Objective =
Copy each line of the material below that contains the string "instance". Case counts.
***
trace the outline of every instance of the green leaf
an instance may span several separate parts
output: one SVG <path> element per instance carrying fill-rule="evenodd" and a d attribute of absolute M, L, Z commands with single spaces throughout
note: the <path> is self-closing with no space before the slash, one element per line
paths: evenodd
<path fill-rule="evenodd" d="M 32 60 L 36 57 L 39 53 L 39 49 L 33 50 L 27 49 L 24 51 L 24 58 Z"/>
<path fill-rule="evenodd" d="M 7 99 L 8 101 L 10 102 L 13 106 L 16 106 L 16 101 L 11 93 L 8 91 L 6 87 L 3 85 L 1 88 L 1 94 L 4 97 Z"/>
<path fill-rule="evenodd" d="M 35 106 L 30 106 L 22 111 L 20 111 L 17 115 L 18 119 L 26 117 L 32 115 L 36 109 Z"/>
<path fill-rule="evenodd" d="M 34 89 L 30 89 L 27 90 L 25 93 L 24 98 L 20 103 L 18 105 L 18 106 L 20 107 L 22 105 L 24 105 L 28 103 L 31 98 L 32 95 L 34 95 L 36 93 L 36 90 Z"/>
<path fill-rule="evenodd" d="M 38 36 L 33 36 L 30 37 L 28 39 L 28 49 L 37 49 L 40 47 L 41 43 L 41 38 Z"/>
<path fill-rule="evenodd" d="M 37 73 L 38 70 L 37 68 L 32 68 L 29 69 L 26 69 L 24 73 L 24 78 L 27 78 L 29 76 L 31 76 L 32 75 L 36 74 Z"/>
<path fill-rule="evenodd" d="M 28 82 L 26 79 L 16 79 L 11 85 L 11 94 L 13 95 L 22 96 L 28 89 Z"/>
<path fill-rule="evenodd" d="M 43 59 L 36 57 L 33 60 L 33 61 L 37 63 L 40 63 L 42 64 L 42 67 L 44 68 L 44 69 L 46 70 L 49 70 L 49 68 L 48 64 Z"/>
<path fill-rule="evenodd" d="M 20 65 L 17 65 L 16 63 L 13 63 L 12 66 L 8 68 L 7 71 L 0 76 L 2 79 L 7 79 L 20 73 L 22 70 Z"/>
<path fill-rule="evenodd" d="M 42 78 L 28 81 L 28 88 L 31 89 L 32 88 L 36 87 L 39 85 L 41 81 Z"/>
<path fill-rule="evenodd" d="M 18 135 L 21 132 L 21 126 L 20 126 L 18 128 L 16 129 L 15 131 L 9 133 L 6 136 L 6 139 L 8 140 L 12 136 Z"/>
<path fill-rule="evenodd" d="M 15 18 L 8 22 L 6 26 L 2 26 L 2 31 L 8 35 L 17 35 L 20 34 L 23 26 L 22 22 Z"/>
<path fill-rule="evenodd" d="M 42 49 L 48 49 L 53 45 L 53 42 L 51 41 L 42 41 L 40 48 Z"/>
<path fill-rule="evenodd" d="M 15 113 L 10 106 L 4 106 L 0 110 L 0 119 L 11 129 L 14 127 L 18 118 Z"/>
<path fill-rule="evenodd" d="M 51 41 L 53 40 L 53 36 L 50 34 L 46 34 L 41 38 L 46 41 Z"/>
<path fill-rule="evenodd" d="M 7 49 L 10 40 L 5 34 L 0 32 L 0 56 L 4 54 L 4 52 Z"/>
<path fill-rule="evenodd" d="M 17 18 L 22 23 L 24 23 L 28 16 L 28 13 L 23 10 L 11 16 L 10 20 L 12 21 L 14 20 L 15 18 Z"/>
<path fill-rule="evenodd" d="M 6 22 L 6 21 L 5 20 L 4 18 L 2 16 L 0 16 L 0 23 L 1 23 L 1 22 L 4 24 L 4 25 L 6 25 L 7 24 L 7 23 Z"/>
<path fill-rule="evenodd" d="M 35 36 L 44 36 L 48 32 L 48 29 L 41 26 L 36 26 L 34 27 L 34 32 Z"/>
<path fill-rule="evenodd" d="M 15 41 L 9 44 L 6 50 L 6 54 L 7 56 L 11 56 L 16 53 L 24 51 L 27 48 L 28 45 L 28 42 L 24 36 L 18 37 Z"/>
***
The reply =
trace the outline of every instance of the green leaf
an instance may span several separate parts
output: one SVG <path> element per instance carrying fill-rule="evenodd" and a d attribute of absolute M, L, Z commands with single spaces throughout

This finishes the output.